#### DATASET ENTRIES

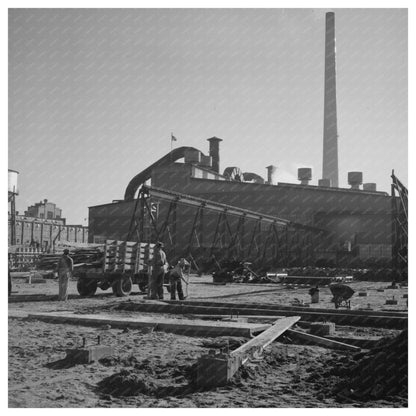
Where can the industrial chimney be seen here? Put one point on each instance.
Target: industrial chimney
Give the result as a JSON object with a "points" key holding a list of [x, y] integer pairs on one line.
{"points": [[355, 179], [304, 175], [214, 152], [271, 173], [330, 155]]}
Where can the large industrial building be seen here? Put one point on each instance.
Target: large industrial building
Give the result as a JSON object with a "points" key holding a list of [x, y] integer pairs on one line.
{"points": [[305, 224], [335, 224]]}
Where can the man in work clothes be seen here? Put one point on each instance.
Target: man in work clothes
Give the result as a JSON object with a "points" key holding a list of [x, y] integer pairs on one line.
{"points": [[175, 279], [158, 272], [65, 268]]}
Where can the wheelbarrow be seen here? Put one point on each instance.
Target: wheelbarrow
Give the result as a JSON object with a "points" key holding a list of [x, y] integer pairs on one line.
{"points": [[341, 295]]}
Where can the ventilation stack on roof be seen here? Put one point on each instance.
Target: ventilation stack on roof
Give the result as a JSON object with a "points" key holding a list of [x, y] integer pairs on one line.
{"points": [[271, 174], [370, 187], [206, 161], [330, 156], [214, 152], [324, 182], [355, 179], [192, 156], [304, 175]]}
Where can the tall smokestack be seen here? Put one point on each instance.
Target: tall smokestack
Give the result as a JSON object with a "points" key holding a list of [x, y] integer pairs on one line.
{"points": [[330, 156], [214, 152]]}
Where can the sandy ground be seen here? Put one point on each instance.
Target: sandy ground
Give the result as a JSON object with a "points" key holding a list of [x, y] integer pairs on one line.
{"points": [[289, 375]]}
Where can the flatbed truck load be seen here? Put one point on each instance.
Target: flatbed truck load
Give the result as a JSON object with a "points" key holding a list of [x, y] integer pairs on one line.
{"points": [[124, 264]]}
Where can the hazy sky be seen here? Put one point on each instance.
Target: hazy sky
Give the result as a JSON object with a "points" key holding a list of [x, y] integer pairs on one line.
{"points": [[95, 93]]}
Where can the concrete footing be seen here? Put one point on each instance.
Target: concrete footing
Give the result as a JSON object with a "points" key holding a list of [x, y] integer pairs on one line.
{"points": [[89, 354], [216, 369], [322, 328]]}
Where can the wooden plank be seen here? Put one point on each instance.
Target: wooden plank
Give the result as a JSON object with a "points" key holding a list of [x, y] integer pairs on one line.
{"points": [[324, 342], [265, 338], [217, 369], [269, 306], [178, 326], [306, 315]]}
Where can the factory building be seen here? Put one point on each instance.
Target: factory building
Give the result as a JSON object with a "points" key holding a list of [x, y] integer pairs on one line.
{"points": [[41, 227], [317, 224], [44, 209], [355, 223]]}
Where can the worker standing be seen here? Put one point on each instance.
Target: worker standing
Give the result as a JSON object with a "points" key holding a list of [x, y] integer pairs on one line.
{"points": [[175, 279], [159, 265], [65, 268]]}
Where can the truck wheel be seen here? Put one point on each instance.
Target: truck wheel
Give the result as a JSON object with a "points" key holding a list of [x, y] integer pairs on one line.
{"points": [[123, 286], [87, 287], [142, 286]]}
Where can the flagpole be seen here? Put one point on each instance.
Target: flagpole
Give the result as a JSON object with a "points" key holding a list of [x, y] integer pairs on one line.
{"points": [[171, 145]]}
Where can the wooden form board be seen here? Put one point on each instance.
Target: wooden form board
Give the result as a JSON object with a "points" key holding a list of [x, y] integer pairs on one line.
{"points": [[218, 369], [306, 315], [269, 306], [177, 326], [324, 342], [261, 341]]}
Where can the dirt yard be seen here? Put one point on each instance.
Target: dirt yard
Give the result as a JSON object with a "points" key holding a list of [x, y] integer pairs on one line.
{"points": [[161, 366]]}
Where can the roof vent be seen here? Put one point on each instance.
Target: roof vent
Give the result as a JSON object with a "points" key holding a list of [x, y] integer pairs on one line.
{"points": [[371, 187], [304, 175], [324, 182], [192, 156], [271, 174]]}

#### WORK REQUIRED
What is needed here is an exact copy of all the entries, without the pictures.

#### WRITTEN REPLY
Where can the industrial chimney be seen here? Put one point on each instance.
Target: industrial chimney
Give the result as a JSON object with a "points" key holding a list of [x, y] integer pairs on one line.
{"points": [[355, 179], [304, 175], [214, 152], [271, 173], [330, 155]]}
Where can the large industrial building be seen here? Put one point on each instance.
Target: large industrial building
Give the result as a JSON object with a "points" key holding a list of [x, y] integer pairs on one line.
{"points": [[305, 224], [335, 224]]}
Where can the man in work clothes be seen here? Put one point on each instance.
Target: man in work clothes
Give the result as a JSON object with a "points" key holding a list of [x, y] integer pairs on one line.
{"points": [[175, 279], [158, 272], [65, 268]]}
Where can the wheelbarrow be seen here? Put one point on each instance.
Target: wheelbarrow
Give the result as a JSON object with a "points" key holding a list of [x, y] integer pairs on one line.
{"points": [[341, 295]]}
Where can the ventilation stack on roof be seen here? Put one point on each instance.
Target: ventilation stack on roof
Give the result as a JSON object with a "points" key holding a list of [x, y] integer pairs on one line.
{"points": [[271, 174], [370, 187], [206, 161], [330, 156], [214, 152], [324, 182], [355, 179], [192, 156], [304, 175]]}
Where can the tall smokestack be seen here? Put one point on each instance.
Target: tall smokestack
Give the result as a JSON object with a "points" key holding a list of [x, y] integer pairs on one line.
{"points": [[330, 156], [214, 152]]}
Where can the sandy ground be seen here? Put one point on each instance.
Target: sandy ground
Give the result as a JSON object with a "points" key holding a list of [x, y] integer pairs on one line.
{"points": [[289, 375]]}
Where can the flatbed truck load be seen here? Put one point on each instance.
Target: flatbed truck load
Give the result as a JSON object with a "points" key holding a list of [x, y] integer pairs on one line.
{"points": [[124, 264]]}
Where can the hazy sky be seen here? Put one point on each instance.
Target: hazy sky
Give the result as a JSON object with a "points" key holding a list of [x, y] integer pairs on one line.
{"points": [[95, 93]]}
Where can the concrete footing be seen here? Put one point on each instance.
Target: concrete footing
Give the result as a JSON object with a "points" key holding a list of [x, y] integer pairs on one line.
{"points": [[89, 354], [216, 369], [322, 328]]}
Where can the wooden plank be seen here? Put one point on each instance.
Target: wooden plank
Give the result as a JSON object with a "points" key holding a list of [x, y] integer pairs on one line.
{"points": [[324, 342], [265, 338], [217, 369], [269, 306], [178, 326], [306, 315]]}
Where can the factory building be seen here? Put one point on each instance.
Target: factory building
Give the result as a JSON object with a "points" key holding a list of [x, y] integer pairs on one line.
{"points": [[41, 227], [317, 224], [44, 209], [355, 223]]}
Where can the worker standing be seen here? Put one point on each instance.
Target: worker standing
Give the result as a JSON object with a "points" key holding a list of [x, y] integer pairs on one line.
{"points": [[175, 279], [159, 265], [65, 268]]}
Where can the truck wheel be seen here? Put one point on each instance.
Target: truck wheel
Give the result as a JSON object with a "points" key holding a list of [x, y] integer pairs on one line.
{"points": [[123, 286], [87, 287], [142, 286]]}
Where can the flagpole be seen here? Put one point on each instance.
Target: flagpole
Give the result as a JSON object with a "points" key holding a list of [x, y] integer pairs on one line.
{"points": [[171, 145]]}
Where can the wooden form board be seen here? Put one point on each instance.
Target: wooden form board
Give the result as a JSON object with a "points" key holding a list of [x, y] integer pairs on one line.
{"points": [[218, 369], [306, 315], [269, 306], [177, 326], [324, 342], [261, 341]]}
Where can the dirt yard be seen here? Put one point on each instance.
Target: dirt yard
Give the result as a JSON object with a "points" key holding a list of [x, y] integer pairs on one line.
{"points": [[161, 366]]}
Where can the roof vent be seen here? Put one point on each instance.
Target: roof vent
Give the result as a JSON object with a "points" key holding a list of [x, y] integer pairs on one line.
{"points": [[371, 187], [304, 175], [324, 182], [192, 156], [271, 174]]}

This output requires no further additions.